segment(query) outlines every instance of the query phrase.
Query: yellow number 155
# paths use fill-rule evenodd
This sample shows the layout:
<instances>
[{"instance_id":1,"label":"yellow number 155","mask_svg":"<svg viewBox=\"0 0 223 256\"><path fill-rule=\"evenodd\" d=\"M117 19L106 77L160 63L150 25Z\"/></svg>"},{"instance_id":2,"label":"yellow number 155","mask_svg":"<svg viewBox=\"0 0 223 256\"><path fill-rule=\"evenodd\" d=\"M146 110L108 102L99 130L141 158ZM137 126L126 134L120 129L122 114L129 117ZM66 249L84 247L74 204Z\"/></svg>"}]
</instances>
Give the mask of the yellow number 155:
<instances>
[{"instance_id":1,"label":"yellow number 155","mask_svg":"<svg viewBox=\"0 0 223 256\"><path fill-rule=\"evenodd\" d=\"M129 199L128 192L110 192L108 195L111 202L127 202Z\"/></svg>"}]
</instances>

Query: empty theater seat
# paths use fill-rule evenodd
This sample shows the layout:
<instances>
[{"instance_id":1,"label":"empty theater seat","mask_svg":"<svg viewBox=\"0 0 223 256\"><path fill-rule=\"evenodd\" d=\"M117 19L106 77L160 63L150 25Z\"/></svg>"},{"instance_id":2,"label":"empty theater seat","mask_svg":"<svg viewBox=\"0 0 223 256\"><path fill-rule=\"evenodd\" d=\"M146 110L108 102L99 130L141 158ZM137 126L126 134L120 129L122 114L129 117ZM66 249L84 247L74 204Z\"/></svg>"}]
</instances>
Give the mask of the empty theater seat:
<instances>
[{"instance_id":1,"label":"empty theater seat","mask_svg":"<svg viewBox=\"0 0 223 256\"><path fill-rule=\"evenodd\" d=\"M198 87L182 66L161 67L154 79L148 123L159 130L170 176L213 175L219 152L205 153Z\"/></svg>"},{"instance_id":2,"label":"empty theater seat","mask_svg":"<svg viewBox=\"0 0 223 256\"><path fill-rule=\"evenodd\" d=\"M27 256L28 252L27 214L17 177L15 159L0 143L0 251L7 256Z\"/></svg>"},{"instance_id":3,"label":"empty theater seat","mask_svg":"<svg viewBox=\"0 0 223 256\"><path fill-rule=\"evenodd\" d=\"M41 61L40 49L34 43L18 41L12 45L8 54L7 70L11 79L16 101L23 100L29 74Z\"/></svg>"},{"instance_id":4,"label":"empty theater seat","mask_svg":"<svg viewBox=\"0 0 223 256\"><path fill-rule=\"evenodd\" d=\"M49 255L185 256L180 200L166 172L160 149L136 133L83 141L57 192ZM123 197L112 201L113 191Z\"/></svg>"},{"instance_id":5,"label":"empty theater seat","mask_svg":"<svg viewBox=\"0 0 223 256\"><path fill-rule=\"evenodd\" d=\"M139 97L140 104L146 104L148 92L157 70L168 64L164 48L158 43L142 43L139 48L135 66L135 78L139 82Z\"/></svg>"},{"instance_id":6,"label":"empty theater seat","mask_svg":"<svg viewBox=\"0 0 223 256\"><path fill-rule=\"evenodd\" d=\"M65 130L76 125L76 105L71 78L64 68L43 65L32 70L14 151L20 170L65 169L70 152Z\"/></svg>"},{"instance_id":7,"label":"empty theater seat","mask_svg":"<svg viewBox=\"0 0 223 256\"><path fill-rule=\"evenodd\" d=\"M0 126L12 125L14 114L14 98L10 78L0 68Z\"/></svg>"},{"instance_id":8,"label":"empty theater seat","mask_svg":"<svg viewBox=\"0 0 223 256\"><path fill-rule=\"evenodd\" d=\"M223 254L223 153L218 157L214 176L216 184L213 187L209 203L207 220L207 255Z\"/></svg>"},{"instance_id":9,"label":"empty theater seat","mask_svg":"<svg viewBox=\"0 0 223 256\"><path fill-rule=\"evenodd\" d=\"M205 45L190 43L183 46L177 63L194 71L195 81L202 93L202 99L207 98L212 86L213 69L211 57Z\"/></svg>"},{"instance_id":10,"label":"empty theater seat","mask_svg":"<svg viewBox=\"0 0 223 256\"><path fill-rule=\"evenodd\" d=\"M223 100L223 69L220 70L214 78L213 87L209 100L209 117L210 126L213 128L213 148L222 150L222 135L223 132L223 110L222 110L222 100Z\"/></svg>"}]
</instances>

+-------+

> WHAT THE EXERCISE ASKS
Write out every entry again, keeping each line exactly the same.

> RESPONSE TO THIS EXERCISE
segment(query) outlines every instance of the query phrase.
Query: yellow number 155
# paths use fill-rule evenodd
This sample shows the layout:
<instances>
[{"instance_id":1,"label":"yellow number 155","mask_svg":"<svg viewBox=\"0 0 223 256\"><path fill-rule=\"evenodd\" d=\"M117 19L106 77L160 63L150 25Z\"/></svg>"},{"instance_id":2,"label":"yellow number 155","mask_svg":"<svg viewBox=\"0 0 223 256\"><path fill-rule=\"evenodd\" d=\"M146 110L108 102L99 130L141 158ZM137 126L126 134L120 129L122 114L129 117ZM66 249L84 247L74 204Z\"/></svg>"}]
</instances>
Give the mask of the yellow number 155:
<instances>
[{"instance_id":1,"label":"yellow number 155","mask_svg":"<svg viewBox=\"0 0 223 256\"><path fill-rule=\"evenodd\" d=\"M129 199L128 192L110 192L108 195L111 202L127 202Z\"/></svg>"}]
</instances>

Query: empty theater seat
# paths use fill-rule evenodd
This sample shows the layout:
<instances>
[{"instance_id":1,"label":"empty theater seat","mask_svg":"<svg viewBox=\"0 0 223 256\"><path fill-rule=\"evenodd\" d=\"M117 19L106 77L160 63L150 25Z\"/></svg>"},{"instance_id":2,"label":"empty theater seat","mask_svg":"<svg viewBox=\"0 0 223 256\"><path fill-rule=\"evenodd\" d=\"M146 110L108 102L99 130L141 158ZM137 126L126 134L120 129L122 114L129 117ZM66 249L84 247L74 204Z\"/></svg>"}]
</instances>
Give the mask of the empty theater seat:
<instances>
[{"instance_id":1,"label":"empty theater seat","mask_svg":"<svg viewBox=\"0 0 223 256\"><path fill-rule=\"evenodd\" d=\"M198 87L182 66L161 67L154 79L148 123L159 130L170 176L213 175L219 152L205 153Z\"/></svg>"},{"instance_id":2,"label":"empty theater seat","mask_svg":"<svg viewBox=\"0 0 223 256\"><path fill-rule=\"evenodd\" d=\"M27 256L28 252L27 214L17 177L15 159L0 143L0 251L7 256Z\"/></svg>"},{"instance_id":3,"label":"empty theater seat","mask_svg":"<svg viewBox=\"0 0 223 256\"><path fill-rule=\"evenodd\" d=\"M41 61L40 49L34 43L18 41L12 45L8 54L7 70L11 79L16 101L23 100L29 74Z\"/></svg>"},{"instance_id":4,"label":"empty theater seat","mask_svg":"<svg viewBox=\"0 0 223 256\"><path fill-rule=\"evenodd\" d=\"M49 255L185 256L180 200L166 172L160 149L136 133L83 141L57 192ZM123 197L112 201L113 191Z\"/></svg>"},{"instance_id":5,"label":"empty theater seat","mask_svg":"<svg viewBox=\"0 0 223 256\"><path fill-rule=\"evenodd\" d=\"M139 97L140 104L146 104L148 92L157 70L168 64L164 48L158 43L142 43L139 48L135 66L135 78L139 82Z\"/></svg>"},{"instance_id":6,"label":"empty theater seat","mask_svg":"<svg viewBox=\"0 0 223 256\"><path fill-rule=\"evenodd\" d=\"M65 130L76 125L76 105L71 78L64 68L43 65L32 70L14 151L20 170L65 169L70 152Z\"/></svg>"},{"instance_id":7,"label":"empty theater seat","mask_svg":"<svg viewBox=\"0 0 223 256\"><path fill-rule=\"evenodd\" d=\"M0 126L12 125L14 114L14 98L10 78L0 68Z\"/></svg>"},{"instance_id":8,"label":"empty theater seat","mask_svg":"<svg viewBox=\"0 0 223 256\"><path fill-rule=\"evenodd\" d=\"M223 254L223 153L218 157L214 176L216 184L213 187L209 203L207 220L207 255Z\"/></svg>"},{"instance_id":9,"label":"empty theater seat","mask_svg":"<svg viewBox=\"0 0 223 256\"><path fill-rule=\"evenodd\" d=\"M205 45L190 43L183 46L177 63L194 71L195 81L202 93L202 99L207 98L212 86L213 69L211 57Z\"/></svg>"},{"instance_id":10,"label":"empty theater seat","mask_svg":"<svg viewBox=\"0 0 223 256\"><path fill-rule=\"evenodd\" d=\"M223 100L223 69L220 70L214 78L213 87L209 100L209 117L210 126L213 128L213 148L222 150L222 135L223 132L223 110L222 110L222 100Z\"/></svg>"}]
</instances>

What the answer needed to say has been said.